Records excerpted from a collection
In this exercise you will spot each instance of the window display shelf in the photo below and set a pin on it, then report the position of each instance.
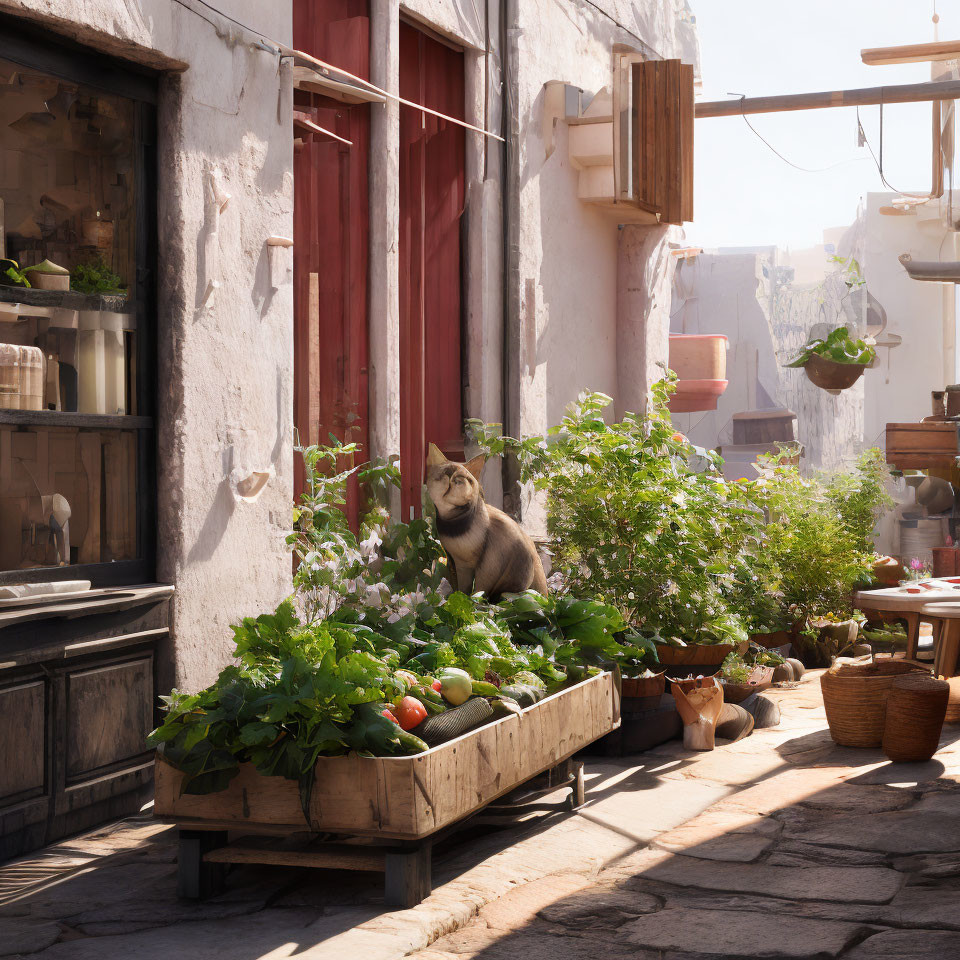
(56, 418)
(66, 300)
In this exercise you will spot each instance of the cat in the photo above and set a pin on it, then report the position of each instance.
(487, 549)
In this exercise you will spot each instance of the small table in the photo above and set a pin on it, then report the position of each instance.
(947, 646)
(908, 601)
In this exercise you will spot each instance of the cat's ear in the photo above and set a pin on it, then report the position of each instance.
(475, 466)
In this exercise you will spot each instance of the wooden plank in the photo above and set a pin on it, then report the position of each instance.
(860, 97)
(687, 142)
(407, 797)
(911, 53)
(313, 358)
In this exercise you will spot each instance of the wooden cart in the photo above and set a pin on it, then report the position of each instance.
(385, 812)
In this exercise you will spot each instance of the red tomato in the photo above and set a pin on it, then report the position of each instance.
(411, 713)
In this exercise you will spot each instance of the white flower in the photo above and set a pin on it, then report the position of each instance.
(369, 547)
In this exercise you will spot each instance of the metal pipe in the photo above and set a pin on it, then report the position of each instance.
(862, 97)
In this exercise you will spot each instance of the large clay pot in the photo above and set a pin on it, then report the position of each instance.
(700, 363)
(694, 654)
(695, 356)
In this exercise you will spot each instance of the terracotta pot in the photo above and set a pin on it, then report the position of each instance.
(760, 678)
(888, 571)
(695, 356)
(830, 375)
(643, 686)
(693, 654)
(692, 396)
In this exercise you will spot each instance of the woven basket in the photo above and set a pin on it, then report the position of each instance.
(855, 699)
(953, 704)
(693, 654)
(916, 705)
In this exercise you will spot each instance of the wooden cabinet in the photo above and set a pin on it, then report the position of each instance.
(78, 689)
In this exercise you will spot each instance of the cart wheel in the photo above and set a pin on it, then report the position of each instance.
(407, 881)
(576, 798)
(197, 879)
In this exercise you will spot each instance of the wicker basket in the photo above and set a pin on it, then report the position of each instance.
(855, 699)
(953, 704)
(916, 705)
(693, 654)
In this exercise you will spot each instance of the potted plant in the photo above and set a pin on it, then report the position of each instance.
(834, 362)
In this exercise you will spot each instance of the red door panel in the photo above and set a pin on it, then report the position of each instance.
(331, 232)
(432, 157)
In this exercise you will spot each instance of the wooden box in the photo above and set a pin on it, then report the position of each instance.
(917, 446)
(405, 798)
(764, 426)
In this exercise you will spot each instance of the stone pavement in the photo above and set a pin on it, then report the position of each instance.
(781, 845)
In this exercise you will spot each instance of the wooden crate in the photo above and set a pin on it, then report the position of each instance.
(916, 446)
(764, 426)
(405, 798)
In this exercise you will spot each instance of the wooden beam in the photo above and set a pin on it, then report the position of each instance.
(911, 53)
(862, 97)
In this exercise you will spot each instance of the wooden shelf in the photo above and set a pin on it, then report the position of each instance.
(67, 299)
(56, 418)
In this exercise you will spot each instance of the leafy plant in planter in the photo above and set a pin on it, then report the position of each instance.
(837, 346)
(96, 277)
(12, 275)
(377, 626)
(816, 540)
(638, 516)
(836, 361)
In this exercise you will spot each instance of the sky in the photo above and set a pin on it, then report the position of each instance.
(746, 196)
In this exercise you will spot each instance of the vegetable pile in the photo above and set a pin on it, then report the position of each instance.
(358, 680)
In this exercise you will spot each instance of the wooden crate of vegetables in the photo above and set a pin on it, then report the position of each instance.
(407, 797)
(318, 727)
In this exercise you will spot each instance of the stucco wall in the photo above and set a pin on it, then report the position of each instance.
(568, 249)
(923, 314)
(731, 294)
(224, 361)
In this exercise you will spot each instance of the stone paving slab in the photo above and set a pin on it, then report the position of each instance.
(740, 933)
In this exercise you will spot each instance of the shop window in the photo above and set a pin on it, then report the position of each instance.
(77, 337)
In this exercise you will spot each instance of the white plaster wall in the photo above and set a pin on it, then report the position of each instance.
(225, 366)
(730, 294)
(568, 249)
(923, 314)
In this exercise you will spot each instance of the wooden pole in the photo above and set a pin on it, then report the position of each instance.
(865, 96)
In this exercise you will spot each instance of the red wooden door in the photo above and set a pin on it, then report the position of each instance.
(432, 155)
(331, 230)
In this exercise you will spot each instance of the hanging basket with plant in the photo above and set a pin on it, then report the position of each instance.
(835, 362)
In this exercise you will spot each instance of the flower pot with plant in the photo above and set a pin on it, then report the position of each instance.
(835, 362)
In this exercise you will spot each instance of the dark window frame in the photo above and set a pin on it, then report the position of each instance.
(22, 42)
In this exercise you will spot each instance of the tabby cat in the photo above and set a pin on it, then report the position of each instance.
(488, 550)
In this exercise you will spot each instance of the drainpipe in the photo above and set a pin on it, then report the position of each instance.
(509, 130)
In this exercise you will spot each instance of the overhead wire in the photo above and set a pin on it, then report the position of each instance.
(774, 150)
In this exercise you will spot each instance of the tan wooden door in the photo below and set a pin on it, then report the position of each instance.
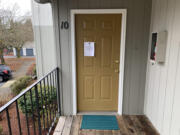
(98, 76)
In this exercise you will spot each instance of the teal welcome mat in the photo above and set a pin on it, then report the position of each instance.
(99, 122)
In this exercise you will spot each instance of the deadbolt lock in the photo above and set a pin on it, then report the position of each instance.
(117, 61)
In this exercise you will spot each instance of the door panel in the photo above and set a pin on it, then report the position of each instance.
(98, 77)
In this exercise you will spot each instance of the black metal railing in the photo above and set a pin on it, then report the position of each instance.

## What you are asked to do
Quote all the records verbatim, dropping any pictures from your copy.

## The result
In this exercise you will spot each instance of the window display shelf in the photo below and set a pin on it, then report the position of each instance.
(56, 418)
(66, 300)
In this exercise you will spot each instance of the cat in the photo above and set a pin on it, then report the position of each instance.
(487, 549)
In this exercise you will spot each instance of the small table in the photo above and set a pin on it, then report the position of each instance.
(947, 646)
(908, 601)
In this exercise you will spot each instance of the cat's ear in the photo above and set a pin on it, then report the position of each instance.
(475, 466)
In this exercise you will spot each instance of the wooden plank in the photo above and set a pin on it, then report the position of each instance.
(860, 97)
(687, 142)
(407, 797)
(911, 53)
(313, 358)
In this exercise you will spot each instance of the wooden cart in the photo above and set a pin on it, then report the position of each instance.
(385, 812)
In this exercise you will spot each instance of the red tomato in the photo above and set a pin on it, then report the position of each instance.
(411, 713)
In this exercise you will spot each instance of the white flower in the photo above and set a pin on it, then report the position of each instance.
(369, 547)
In this exercise you will spot each instance of the metal pipe in the photo above and set a pin on it, then report the position of each instance.
(862, 97)
In this exercise you will spot each instance of the large clay pot in the photo above and set a pin on it, then report the position of each instance.
(700, 363)
(694, 654)
(695, 356)
In this exercise you will spot each instance of the terracotta pot in the photo above and set a pin on it, then report the position of each instance.
(760, 678)
(888, 571)
(695, 356)
(830, 375)
(643, 686)
(693, 654)
(692, 396)
In this exercise you will spot each instance of the woven basket in the photo above and set a pin on it, then report the position of each instance.
(855, 699)
(953, 704)
(693, 654)
(916, 705)
In this exercise you will spot each instance of the wooden cabinet in the photo above and set a pin on it, then report the position of each instance.
(78, 689)
In this exercise you will spot each instance of the cart wheel in the photo above and set a pin on it, then report the position of each instance.
(407, 881)
(576, 798)
(197, 879)
In this exercise you will spot each instance of the wicker basket in the photo above and set a pin on it, then report the position of each instance.
(855, 699)
(953, 704)
(916, 705)
(693, 654)
In this exercise you will spot each instance of the potted plant in the photo above and set a pin on it, then report the position of each instance.
(834, 362)
In this exercise you will spot each instance of the red door panel in the photo above and set a pin on it, then report the position of each instance.
(331, 232)
(432, 157)
In this exercise you will spot each instance of the wooden box in the photo above and set a pin on it, then report the position of each instance.
(917, 446)
(405, 798)
(764, 426)
In this exercise you will spot each instance of the stone pavement in the photo above and set a pin on it, then report the position of each instance.
(781, 845)
In this exercise you will spot each instance of the wooden crate in the photo above and set a pin on it, then report the position of each instance.
(916, 446)
(764, 426)
(405, 798)
In this exercise you will spot each instance of the wooden beam in the photo above and set a pin on it, then report the position of each instance.
(911, 53)
(862, 97)
In this exercise you will spot each instance of the wooden shelf in the photo above and set a pin on it, then report the position of each instance.
(67, 299)
(56, 418)
In this exercise you will spot each instance of the leafy plant in planter in the photo above and set a pin on it, then report the position of each instance.
(837, 346)
(96, 277)
(12, 275)
(377, 626)
(816, 540)
(638, 516)
(836, 361)
In this exercise you will spot each instance of the sky in the photo above and set a pin on it, then report the position of each instance.
(746, 196)
In this exercise you will spot each instance of the vegetable pile in the photo above and set a pin on it, then report the position of each instance.
(358, 680)
In this exercise you will spot each instance of the wooden crate of vegetables in the photo above and set a pin on it, then report the position of each instance.
(407, 797)
(318, 727)
In this exercise you will spot each instance of the stucco wall in the photo above and set a pin on it, then report the position of each instance.
(568, 249)
(923, 314)
(731, 294)
(224, 361)
In this exercise you will spot each instance of the stone paving slab in the photo above and set a pin on it, then report the position of each instance.
(740, 933)
In this exercise you will spot each instance of the shop window in the photo above and set a pin on it, then report the position of each instance.
(77, 337)
In this exercise you will spot each instance of the white plaster wall in the photo above and set a pin on it, then report the position of each instance.
(225, 366)
(730, 294)
(568, 249)
(923, 314)
In this exercise you will spot each instance of the wooden pole in the photo above and set a pin on it, then report the position of each instance.
(865, 96)
In this exercise you will spot each instance of the red wooden door in the photo above and set a pin on it, then report the position of each instance.
(432, 155)
(331, 230)
In this exercise you will spot each instance of the hanging basket with plant in the photo above and set a pin on it, then report the position of each instance.
(835, 362)
In this exercise you will spot each instance of the flower pot with plant in the photo above and set a pin on it, then report the position of each instance.
(835, 362)
In this exercise you will spot each instance of the dark window frame in the photo above and set a pin on it, then report the position of each instance.
(22, 42)
In this exercise you will spot each instance of the tabby cat in the photo above and set a pin on it, then report the position of each instance.
(488, 550)
In this exercise you will spot each instance of the drainpipe in the photo above and set a pin on it, then report the position of each instance.
(509, 130)
In this exercise you will spot each instance of the overhead wire in the photo above and set a pin on it, then report the position of each instance.
(774, 150)
In this exercise you will spot each instance of the tan wooden door in the photo below and set a pin on it, then report the position of each instance.
(98, 76)
In this exercise you will spot each instance of the teal welcome mat in the photo above and set a pin on it, then report the position of each instance.
(99, 122)
In this exercise you will spot each instance of the deadbolt lock in the photo above and set a pin on it, then report the position of each instance.
(117, 61)
In this exercise you will spot each instance of the door panel in the photo above and set a pin on it, then report the position of each instance.
(98, 77)
In this exercise you will spot each instance of the black metal railing in the photo above and set a pin on it, then report the position of each instance.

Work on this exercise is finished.